> [What to produce]
Each record must be printed again exactly as it appears.

[Stored dataset items]
■ ■ ■ ■ ■ ■ ■

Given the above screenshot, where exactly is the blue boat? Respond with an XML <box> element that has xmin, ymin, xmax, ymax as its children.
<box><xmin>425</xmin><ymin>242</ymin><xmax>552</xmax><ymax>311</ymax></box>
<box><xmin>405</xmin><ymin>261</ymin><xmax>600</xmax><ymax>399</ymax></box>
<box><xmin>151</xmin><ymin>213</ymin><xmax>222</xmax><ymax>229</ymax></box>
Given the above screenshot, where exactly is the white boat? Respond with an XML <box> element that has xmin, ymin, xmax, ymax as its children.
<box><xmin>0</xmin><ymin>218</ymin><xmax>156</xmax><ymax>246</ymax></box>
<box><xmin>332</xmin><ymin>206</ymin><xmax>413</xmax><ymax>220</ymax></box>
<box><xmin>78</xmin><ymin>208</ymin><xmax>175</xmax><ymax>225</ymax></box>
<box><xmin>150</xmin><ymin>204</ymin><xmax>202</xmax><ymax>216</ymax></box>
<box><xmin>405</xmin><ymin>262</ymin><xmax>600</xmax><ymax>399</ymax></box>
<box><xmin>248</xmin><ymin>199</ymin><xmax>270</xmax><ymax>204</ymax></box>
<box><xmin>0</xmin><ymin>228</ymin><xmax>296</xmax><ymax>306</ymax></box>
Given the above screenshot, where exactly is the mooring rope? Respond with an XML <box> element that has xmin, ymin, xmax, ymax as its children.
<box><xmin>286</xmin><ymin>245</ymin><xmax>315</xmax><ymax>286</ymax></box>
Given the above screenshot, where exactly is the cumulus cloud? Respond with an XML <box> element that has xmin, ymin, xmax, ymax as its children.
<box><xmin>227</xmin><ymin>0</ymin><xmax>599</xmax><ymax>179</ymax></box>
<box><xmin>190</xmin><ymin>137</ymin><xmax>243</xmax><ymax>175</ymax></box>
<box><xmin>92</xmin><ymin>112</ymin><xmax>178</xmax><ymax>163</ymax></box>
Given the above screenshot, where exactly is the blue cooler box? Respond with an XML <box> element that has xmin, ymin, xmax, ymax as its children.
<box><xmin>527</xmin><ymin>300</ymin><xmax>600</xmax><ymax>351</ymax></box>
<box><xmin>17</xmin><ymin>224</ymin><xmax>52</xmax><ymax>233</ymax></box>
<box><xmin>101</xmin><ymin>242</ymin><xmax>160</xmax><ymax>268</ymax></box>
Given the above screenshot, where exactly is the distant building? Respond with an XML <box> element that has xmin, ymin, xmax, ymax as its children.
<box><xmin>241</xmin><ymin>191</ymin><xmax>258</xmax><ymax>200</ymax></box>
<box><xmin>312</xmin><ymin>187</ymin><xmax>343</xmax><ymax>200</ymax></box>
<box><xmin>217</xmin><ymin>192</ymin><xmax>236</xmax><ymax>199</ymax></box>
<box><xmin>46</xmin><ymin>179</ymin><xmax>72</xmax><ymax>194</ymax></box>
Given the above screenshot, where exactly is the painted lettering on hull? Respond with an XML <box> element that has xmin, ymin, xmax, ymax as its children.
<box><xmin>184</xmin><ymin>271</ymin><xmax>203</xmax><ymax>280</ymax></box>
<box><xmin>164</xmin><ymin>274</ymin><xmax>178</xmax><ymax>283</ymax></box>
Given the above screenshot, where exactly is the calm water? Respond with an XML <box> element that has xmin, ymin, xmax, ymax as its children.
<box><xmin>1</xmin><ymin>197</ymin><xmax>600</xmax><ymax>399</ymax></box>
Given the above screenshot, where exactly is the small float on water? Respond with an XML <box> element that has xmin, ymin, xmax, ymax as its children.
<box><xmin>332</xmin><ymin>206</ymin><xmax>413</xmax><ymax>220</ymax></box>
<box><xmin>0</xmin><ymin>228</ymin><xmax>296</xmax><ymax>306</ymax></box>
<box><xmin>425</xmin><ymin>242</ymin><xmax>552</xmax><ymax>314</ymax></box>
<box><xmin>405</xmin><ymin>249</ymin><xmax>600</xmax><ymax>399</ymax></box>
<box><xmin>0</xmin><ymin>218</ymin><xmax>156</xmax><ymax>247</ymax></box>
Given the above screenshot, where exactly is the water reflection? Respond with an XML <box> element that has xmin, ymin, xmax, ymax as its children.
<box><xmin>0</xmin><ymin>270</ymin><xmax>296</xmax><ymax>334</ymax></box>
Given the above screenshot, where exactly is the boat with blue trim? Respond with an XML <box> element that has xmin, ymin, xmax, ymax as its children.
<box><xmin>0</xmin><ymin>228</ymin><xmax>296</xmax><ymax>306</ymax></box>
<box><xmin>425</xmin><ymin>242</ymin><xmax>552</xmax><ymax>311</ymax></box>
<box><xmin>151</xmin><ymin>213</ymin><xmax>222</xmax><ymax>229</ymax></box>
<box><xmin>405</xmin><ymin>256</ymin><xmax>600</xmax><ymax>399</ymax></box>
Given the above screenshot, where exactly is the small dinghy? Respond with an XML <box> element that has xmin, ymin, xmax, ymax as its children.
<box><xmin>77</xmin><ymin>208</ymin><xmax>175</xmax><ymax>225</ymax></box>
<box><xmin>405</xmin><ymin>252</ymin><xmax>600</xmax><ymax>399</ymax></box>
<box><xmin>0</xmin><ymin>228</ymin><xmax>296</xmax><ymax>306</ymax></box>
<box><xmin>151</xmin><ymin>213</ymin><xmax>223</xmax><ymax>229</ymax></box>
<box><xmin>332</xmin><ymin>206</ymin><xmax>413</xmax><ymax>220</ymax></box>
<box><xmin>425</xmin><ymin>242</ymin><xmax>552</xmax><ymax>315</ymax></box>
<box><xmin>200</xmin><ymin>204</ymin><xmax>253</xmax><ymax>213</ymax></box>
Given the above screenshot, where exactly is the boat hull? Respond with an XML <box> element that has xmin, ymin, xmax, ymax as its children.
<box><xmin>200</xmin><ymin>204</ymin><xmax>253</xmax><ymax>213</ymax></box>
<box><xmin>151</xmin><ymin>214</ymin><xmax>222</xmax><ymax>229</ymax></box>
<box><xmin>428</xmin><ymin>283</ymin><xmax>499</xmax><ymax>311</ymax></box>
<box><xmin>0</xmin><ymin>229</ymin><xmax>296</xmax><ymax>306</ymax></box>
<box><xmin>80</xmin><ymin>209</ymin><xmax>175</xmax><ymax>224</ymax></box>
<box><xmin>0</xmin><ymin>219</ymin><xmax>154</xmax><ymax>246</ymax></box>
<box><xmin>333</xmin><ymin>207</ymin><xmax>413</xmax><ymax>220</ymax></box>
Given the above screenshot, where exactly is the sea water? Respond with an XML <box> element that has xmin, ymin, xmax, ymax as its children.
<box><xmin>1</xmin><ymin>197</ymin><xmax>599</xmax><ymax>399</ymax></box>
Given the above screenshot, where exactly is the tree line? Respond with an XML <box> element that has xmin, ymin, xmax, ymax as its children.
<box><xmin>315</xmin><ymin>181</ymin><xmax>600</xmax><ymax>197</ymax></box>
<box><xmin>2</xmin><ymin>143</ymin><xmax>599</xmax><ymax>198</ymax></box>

■ ■ ■ ■ ■ ■ ■

> [Problem solution]
Given the above screenshot, where exactly is the blue boat? Respond with an XML <box> element that has xmin, ymin, xmax, ymax as its children.
<box><xmin>425</xmin><ymin>242</ymin><xmax>552</xmax><ymax>311</ymax></box>
<box><xmin>405</xmin><ymin>261</ymin><xmax>600</xmax><ymax>399</ymax></box>
<box><xmin>151</xmin><ymin>213</ymin><xmax>222</xmax><ymax>229</ymax></box>
Given the above screenshot, where exactly is the white boat? Respond with an XML <box> element that has xmin, ymin, xmax, ymax as its children.
<box><xmin>0</xmin><ymin>218</ymin><xmax>156</xmax><ymax>246</ymax></box>
<box><xmin>332</xmin><ymin>206</ymin><xmax>413</xmax><ymax>220</ymax></box>
<box><xmin>78</xmin><ymin>208</ymin><xmax>175</xmax><ymax>225</ymax></box>
<box><xmin>150</xmin><ymin>204</ymin><xmax>202</xmax><ymax>216</ymax></box>
<box><xmin>405</xmin><ymin>262</ymin><xmax>600</xmax><ymax>399</ymax></box>
<box><xmin>248</xmin><ymin>199</ymin><xmax>270</xmax><ymax>204</ymax></box>
<box><xmin>0</xmin><ymin>228</ymin><xmax>296</xmax><ymax>306</ymax></box>
Given the above screenshot, where exactly is the mooring rope? Respond with an XML <box> element that has xmin, ymin, xmax, ymax as its children.
<box><xmin>286</xmin><ymin>245</ymin><xmax>315</xmax><ymax>286</ymax></box>
Given the above screenshot, where exactly is the cumulus cloud? Respond with an XML <box> element that has xmin, ymin, xmax, ymax as its children.
<box><xmin>227</xmin><ymin>0</ymin><xmax>599</xmax><ymax>179</ymax></box>
<box><xmin>190</xmin><ymin>137</ymin><xmax>243</xmax><ymax>175</ymax></box>
<box><xmin>92</xmin><ymin>112</ymin><xmax>178</xmax><ymax>163</ymax></box>
Given the above screenshot, where exactly is the blue cooler box? Respond with an XML <box> element that has xmin, ymin, xmax, ymax as its children.
<box><xmin>527</xmin><ymin>300</ymin><xmax>600</xmax><ymax>351</ymax></box>
<box><xmin>17</xmin><ymin>224</ymin><xmax>52</xmax><ymax>233</ymax></box>
<box><xmin>101</xmin><ymin>242</ymin><xmax>160</xmax><ymax>268</ymax></box>
Given the above screenshot, where exactly is the distant building? Respond with an XML <box> element that has xmin, ymin, xmax, ymax as its children.
<box><xmin>241</xmin><ymin>191</ymin><xmax>258</xmax><ymax>200</ymax></box>
<box><xmin>312</xmin><ymin>187</ymin><xmax>343</xmax><ymax>200</ymax></box>
<box><xmin>217</xmin><ymin>192</ymin><xmax>236</xmax><ymax>199</ymax></box>
<box><xmin>46</xmin><ymin>179</ymin><xmax>72</xmax><ymax>194</ymax></box>
Given the above screenshot, where exactly is the painted lettering on hull? Respond with an XML <box> element that has xmin, ymin, xmax, ymax as its children.
<box><xmin>184</xmin><ymin>271</ymin><xmax>203</xmax><ymax>280</ymax></box>
<box><xmin>164</xmin><ymin>274</ymin><xmax>178</xmax><ymax>283</ymax></box>
Given the above screenshot, where exactly is the calm water? Respond with an XML <box> element that has xmin, ymin, xmax, ymax as its children.
<box><xmin>1</xmin><ymin>197</ymin><xmax>600</xmax><ymax>399</ymax></box>
Given the above screenshot, where exactly is the small float on water? Respond with an XML <box> element that has xmin, ymin, xmax, ymax as its children.
<box><xmin>332</xmin><ymin>206</ymin><xmax>413</xmax><ymax>220</ymax></box>
<box><xmin>0</xmin><ymin>228</ymin><xmax>296</xmax><ymax>306</ymax></box>
<box><xmin>425</xmin><ymin>242</ymin><xmax>552</xmax><ymax>314</ymax></box>
<box><xmin>405</xmin><ymin>249</ymin><xmax>600</xmax><ymax>399</ymax></box>
<box><xmin>0</xmin><ymin>218</ymin><xmax>156</xmax><ymax>247</ymax></box>
Given the above screenshot, where exactly is the water reflection? Respond with an XML <box> element that has xmin, ymin, xmax, ymax as its children.
<box><xmin>0</xmin><ymin>270</ymin><xmax>296</xmax><ymax>334</ymax></box>
Given the above screenshot, where exactly is the boat with blue trim? Respond with an XML <box> element that has xmin, ymin, xmax, ymax as its children.
<box><xmin>0</xmin><ymin>228</ymin><xmax>296</xmax><ymax>306</ymax></box>
<box><xmin>425</xmin><ymin>242</ymin><xmax>552</xmax><ymax>311</ymax></box>
<box><xmin>151</xmin><ymin>213</ymin><xmax>222</xmax><ymax>229</ymax></box>
<box><xmin>405</xmin><ymin>256</ymin><xmax>600</xmax><ymax>399</ymax></box>
Given the above screenshot, where exactly is the small dinghy? Respond with an XML <box> element that has xmin, ymin, xmax, ymax as its children.
<box><xmin>77</xmin><ymin>208</ymin><xmax>175</xmax><ymax>225</ymax></box>
<box><xmin>405</xmin><ymin>252</ymin><xmax>600</xmax><ymax>399</ymax></box>
<box><xmin>0</xmin><ymin>228</ymin><xmax>296</xmax><ymax>306</ymax></box>
<box><xmin>151</xmin><ymin>213</ymin><xmax>223</xmax><ymax>229</ymax></box>
<box><xmin>332</xmin><ymin>206</ymin><xmax>413</xmax><ymax>220</ymax></box>
<box><xmin>425</xmin><ymin>242</ymin><xmax>552</xmax><ymax>315</ymax></box>
<box><xmin>200</xmin><ymin>204</ymin><xmax>253</xmax><ymax>213</ymax></box>
Given the above screenshot, where exactly is the boat hull? Respond with an XML <box> element that has xmin, ymin, xmax, ymax as its children.
<box><xmin>200</xmin><ymin>204</ymin><xmax>253</xmax><ymax>213</ymax></box>
<box><xmin>151</xmin><ymin>214</ymin><xmax>222</xmax><ymax>229</ymax></box>
<box><xmin>428</xmin><ymin>283</ymin><xmax>499</xmax><ymax>311</ymax></box>
<box><xmin>0</xmin><ymin>229</ymin><xmax>296</xmax><ymax>306</ymax></box>
<box><xmin>80</xmin><ymin>209</ymin><xmax>175</xmax><ymax>224</ymax></box>
<box><xmin>0</xmin><ymin>219</ymin><xmax>154</xmax><ymax>246</ymax></box>
<box><xmin>333</xmin><ymin>207</ymin><xmax>413</xmax><ymax>220</ymax></box>
Given the above screenshot, where exactly is the sea water? Respond with an XML <box> element that has xmin, ymin, xmax, ymax as its children.
<box><xmin>1</xmin><ymin>197</ymin><xmax>599</xmax><ymax>399</ymax></box>
Given the above screenshot, where exactly is the tree line? Respond with an XML <box> element that has xmin, ymin, xmax, ymax as its children.
<box><xmin>315</xmin><ymin>181</ymin><xmax>600</xmax><ymax>197</ymax></box>
<box><xmin>2</xmin><ymin>143</ymin><xmax>599</xmax><ymax>198</ymax></box>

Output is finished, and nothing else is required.